▸ **TASK INSTRUCTIONS**
How many lines of the listing below contain the string "target", with case taken into account? Reply with the number only.

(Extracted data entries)

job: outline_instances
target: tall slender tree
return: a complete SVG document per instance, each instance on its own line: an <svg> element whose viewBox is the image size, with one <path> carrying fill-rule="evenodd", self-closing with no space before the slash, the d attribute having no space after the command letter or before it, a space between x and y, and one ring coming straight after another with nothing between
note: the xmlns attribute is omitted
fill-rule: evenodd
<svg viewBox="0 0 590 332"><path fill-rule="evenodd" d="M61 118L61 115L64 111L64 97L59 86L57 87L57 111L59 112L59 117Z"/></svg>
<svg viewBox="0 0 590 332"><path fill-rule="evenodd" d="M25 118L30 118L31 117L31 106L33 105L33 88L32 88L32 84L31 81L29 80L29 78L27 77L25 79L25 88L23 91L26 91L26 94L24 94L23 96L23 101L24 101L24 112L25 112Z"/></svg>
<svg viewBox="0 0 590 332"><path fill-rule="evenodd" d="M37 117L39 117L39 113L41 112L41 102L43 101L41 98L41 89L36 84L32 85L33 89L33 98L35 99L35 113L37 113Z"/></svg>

---

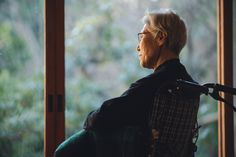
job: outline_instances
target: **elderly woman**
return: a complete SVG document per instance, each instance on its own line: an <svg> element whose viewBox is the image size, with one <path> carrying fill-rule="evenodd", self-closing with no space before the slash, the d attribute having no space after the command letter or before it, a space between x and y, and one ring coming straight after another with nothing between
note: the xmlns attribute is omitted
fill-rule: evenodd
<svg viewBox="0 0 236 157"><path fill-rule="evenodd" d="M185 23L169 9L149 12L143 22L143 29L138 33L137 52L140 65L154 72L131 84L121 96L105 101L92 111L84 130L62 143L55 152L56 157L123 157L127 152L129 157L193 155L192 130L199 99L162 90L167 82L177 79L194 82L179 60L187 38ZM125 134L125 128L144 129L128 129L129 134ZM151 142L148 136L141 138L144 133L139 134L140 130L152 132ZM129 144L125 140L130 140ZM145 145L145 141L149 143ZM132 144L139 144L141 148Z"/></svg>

---

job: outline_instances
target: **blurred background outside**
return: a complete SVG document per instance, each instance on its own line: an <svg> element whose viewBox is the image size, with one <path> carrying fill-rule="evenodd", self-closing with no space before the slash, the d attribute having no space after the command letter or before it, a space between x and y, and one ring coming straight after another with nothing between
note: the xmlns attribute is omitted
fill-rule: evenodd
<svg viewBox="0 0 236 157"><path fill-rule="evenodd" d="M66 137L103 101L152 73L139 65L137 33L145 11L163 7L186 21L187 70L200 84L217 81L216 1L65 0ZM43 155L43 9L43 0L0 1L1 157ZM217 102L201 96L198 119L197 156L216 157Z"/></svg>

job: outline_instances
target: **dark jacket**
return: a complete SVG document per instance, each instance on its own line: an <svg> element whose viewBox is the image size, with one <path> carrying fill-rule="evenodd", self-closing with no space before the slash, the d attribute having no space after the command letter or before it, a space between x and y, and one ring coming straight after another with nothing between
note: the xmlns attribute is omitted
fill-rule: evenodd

▸ **WORKED SOLUTION**
4